Task set:
A. Reproduce the passage of the Resampling documentation from "Predefined resamplings are" to "the resampling strategy.".
B. Summarize the Resampling documentation in two sentences.

Page text:
% Generated by roxygen2: do not edit by hand
% Please edit documentation in R/Resampling.R
\name{Resampling}
\alias{Resampling}
\title{Resampling Class}
\format{\link[R6:R6Class]{R6::R6Class} object.}
\description{
This is the abstract base class for resampling objects like \link{ResamplingCV} and \link{ResamplingBootstrap}.

The objects of this class define how a task is partitioned for resampling (e.g., in \code{\link[=resample]{resample()}} or \code{\link[=benchmark]{benchmark()}}),
using a set of hyperparameters such as the number of folds in cross-validation.

Resampling objects can be instantiated on a \link{Task}, which applies the strategy on the task and manifests in a
fixed partition of \code{row_ids} of the \link{Task}.

Predefined resamplings are stored in the \link[mlr3misc:Dictionary]{mlr3misc::Dictionary} \link{mlr_resamplings},
e.g. \code{\link[=mlr_resamplings_cv]{cv}} or \code{\link[=mlr_resamplings_bootstrap]{bootstrap}}.
}
\section{Construction}{

Note: This object is typically constructed via a derived classes, e.g. \link{ResamplingCV} or \link{ResamplingHoldout}.\preformatted{r = Resampling$new(id, param_set, duplicated_ids = FALSE, man = NA_character_)
}
\itemize{
\item \code{id} :: \code{character(1)}\cr
Identifier for the resampling strategy.
\item \code{param_set} :: \link[paradox:ParamSet]{paradox::ParamSet}\cr
Set of hyperparameters.
\item \code{duplicated_ids} :: \code{logical(1)}\cr
Set to \code{TRUE} if this resampling strategy may have duplicated row ids in a single training set or test set.
\item \code{man} :: \code{character(1)}\cr
String in the format \verb{[pkg]::[topic]} pointing to a manual page for this object.
}
}

\section{Fields}{

All variables passed to the constructor, and additionally:
\itemize{
\item \code{iters} :: \code{integer(1)}\cr
Return the number of resampling iterations, depending on the values stored in the \code{param_set}.
\item \code{instance} :: \code{any}\cr
During \code{instantiate()}, the instance is stored in this slot.
The instance can be in any arbitrary format.
\item \code{is_instantiated} :: \code{logical(1)}\cr
Is \code{TRUE}, if the resampling has been instantiated.
\item \code{task_hash} :: \code{character(1)}\cr
The hash of the \link{Task} which was passed to \code{r$instantiate()}.
\item \code{task_nrow} :: \code{integer(1)}\cr
The number of observations of the \link{Task} which was passed to \code{r$instantiate()}.
\item \code{hash} :: \code{character(1)}\cr
Hash (unique identifier) for this object.

E.g., this is \code{TRUE} for Bootstrap, and \code{FALSE} for cross validation.
Only used internally.
}
}

\section{Methods}{

\itemize{
\item \code{instantiate(task)}\cr
\link{Task} -> \code{self}\cr
Materializes fixed training and test splits for a given task and stores them in \code{r$instance}.

Provided material:
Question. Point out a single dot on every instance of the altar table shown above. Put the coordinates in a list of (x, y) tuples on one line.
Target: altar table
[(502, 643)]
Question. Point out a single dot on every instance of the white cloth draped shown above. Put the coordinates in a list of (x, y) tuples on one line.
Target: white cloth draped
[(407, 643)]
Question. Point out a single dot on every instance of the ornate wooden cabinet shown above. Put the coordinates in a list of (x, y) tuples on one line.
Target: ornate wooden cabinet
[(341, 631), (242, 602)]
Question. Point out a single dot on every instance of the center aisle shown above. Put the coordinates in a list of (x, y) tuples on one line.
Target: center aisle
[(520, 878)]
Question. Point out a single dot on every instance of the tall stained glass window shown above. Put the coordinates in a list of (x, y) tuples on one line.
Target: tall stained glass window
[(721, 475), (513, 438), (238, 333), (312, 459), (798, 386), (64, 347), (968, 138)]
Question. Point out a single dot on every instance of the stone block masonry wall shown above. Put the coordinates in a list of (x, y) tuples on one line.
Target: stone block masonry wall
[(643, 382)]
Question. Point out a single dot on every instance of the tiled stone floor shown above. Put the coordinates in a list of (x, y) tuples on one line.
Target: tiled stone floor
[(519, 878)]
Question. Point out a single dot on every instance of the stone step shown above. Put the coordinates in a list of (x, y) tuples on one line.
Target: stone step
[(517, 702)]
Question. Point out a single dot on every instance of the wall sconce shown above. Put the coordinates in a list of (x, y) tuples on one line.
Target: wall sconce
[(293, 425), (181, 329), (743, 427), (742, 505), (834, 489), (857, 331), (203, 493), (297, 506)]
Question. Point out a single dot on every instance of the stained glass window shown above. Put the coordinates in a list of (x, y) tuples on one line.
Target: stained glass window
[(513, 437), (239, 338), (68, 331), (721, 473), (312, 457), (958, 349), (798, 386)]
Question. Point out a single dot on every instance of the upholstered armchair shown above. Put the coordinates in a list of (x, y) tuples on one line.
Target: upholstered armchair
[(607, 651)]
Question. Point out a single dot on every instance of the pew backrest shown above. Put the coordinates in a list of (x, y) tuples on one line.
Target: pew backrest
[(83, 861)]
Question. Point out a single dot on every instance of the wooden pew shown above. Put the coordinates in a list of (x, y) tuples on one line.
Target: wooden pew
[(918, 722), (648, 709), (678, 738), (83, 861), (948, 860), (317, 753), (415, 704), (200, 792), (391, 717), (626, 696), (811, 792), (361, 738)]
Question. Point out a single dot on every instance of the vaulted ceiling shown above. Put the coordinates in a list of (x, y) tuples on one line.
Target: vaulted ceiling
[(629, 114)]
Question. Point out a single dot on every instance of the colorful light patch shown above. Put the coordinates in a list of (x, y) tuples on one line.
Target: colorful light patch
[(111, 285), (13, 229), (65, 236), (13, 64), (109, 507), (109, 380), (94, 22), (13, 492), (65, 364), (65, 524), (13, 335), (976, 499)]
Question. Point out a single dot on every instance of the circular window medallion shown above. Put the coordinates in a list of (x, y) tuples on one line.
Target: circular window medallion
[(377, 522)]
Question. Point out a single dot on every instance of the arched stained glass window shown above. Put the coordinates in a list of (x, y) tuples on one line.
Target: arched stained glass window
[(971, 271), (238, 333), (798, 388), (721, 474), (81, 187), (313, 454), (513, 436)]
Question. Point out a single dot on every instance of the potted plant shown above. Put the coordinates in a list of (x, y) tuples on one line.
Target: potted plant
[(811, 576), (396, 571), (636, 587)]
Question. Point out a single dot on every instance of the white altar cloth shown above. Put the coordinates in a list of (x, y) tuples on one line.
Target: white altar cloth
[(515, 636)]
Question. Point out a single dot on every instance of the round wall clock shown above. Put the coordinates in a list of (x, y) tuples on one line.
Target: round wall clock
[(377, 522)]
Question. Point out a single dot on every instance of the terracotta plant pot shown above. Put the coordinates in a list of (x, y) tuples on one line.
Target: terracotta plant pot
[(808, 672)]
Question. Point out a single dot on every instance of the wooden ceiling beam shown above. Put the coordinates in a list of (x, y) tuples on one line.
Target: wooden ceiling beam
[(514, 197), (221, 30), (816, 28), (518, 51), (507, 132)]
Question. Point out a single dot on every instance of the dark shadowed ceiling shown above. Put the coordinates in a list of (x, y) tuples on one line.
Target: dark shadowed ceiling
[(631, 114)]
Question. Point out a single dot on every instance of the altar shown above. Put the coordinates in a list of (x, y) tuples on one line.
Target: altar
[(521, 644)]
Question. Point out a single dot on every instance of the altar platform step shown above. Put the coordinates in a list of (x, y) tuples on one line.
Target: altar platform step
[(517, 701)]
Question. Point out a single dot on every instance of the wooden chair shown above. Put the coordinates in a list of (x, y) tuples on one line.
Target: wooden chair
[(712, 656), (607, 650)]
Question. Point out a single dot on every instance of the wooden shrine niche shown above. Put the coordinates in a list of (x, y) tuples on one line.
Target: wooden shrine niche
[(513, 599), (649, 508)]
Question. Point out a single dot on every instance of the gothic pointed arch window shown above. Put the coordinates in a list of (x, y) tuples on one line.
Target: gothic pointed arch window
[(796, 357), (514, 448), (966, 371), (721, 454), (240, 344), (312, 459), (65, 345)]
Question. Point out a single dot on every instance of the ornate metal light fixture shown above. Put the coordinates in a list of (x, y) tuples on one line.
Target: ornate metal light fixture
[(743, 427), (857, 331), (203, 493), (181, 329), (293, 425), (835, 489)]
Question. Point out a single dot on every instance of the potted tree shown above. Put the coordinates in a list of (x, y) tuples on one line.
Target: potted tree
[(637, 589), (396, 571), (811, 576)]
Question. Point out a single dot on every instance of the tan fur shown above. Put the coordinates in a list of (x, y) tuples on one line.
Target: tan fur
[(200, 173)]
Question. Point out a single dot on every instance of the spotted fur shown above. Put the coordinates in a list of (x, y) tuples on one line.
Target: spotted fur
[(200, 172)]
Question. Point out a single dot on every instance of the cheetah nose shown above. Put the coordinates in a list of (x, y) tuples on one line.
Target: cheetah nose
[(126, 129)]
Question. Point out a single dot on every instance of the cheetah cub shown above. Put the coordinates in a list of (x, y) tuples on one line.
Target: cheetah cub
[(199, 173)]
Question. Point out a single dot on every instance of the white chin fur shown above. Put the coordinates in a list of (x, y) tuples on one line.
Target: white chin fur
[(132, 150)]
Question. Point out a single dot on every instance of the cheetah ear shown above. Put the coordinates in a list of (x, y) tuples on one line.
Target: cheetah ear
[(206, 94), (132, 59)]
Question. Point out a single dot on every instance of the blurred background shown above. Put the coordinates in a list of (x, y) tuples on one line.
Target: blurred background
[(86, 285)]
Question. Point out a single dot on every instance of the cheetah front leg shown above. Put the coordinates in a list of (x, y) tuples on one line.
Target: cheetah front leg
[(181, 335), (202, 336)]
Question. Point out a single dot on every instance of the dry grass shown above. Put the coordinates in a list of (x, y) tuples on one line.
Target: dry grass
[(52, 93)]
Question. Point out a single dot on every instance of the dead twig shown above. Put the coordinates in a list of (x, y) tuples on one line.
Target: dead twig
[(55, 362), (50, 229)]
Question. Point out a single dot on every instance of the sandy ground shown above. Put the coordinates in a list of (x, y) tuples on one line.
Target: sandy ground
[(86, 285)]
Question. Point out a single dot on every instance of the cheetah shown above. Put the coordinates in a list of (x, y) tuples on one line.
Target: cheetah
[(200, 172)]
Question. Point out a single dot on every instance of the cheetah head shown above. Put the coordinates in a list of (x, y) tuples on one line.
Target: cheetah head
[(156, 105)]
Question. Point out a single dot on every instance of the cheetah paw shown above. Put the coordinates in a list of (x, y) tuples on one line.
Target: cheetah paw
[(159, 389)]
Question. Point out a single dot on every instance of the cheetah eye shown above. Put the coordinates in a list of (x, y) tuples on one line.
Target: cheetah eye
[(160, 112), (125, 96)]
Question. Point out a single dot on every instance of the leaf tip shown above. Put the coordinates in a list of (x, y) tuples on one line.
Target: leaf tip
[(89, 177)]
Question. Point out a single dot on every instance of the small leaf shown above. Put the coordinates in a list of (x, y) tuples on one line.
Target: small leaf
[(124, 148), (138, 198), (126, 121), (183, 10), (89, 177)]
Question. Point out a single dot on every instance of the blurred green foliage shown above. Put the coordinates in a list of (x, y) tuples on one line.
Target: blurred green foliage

Solutions for each task:
A.
Predefined resamplings are stored in the \link[mlr3misc:Dictionary]{mlr3misc::Dictionary} \link{mlr_resamplings},
e.g. \code{\link[=mlr_resamplings_cv]{cv}} or \code{\link[=mlr_resamplings_bootstrap]{bootstrap}}.
}
\section{Construction}{

Note: This object is typically constructed via a derived classes, e.g. \link{ResamplingCV} or \link{ResamplingHoldout}.\preformatted{r = Resampling$new(id, param_set, duplicated_ids = FALSE, man = NA_character_)
}
\itemize{
\item \code{id} :: \code{character(1)}\cr
Identifier for the resampling strategy.

B. Resampling is the abstract base class for resampling objects such as ResamplingCV and ResamplingBootstrap, and it defines how a task is partitioned for resampling using hyperparameters such as the number of folds in cross-validation. It is typically constructed through a derived class, and instantiating it on a Task fixes a partition of the task's row_ids, with instantiate() storing the resulting training and test splits in r$instance.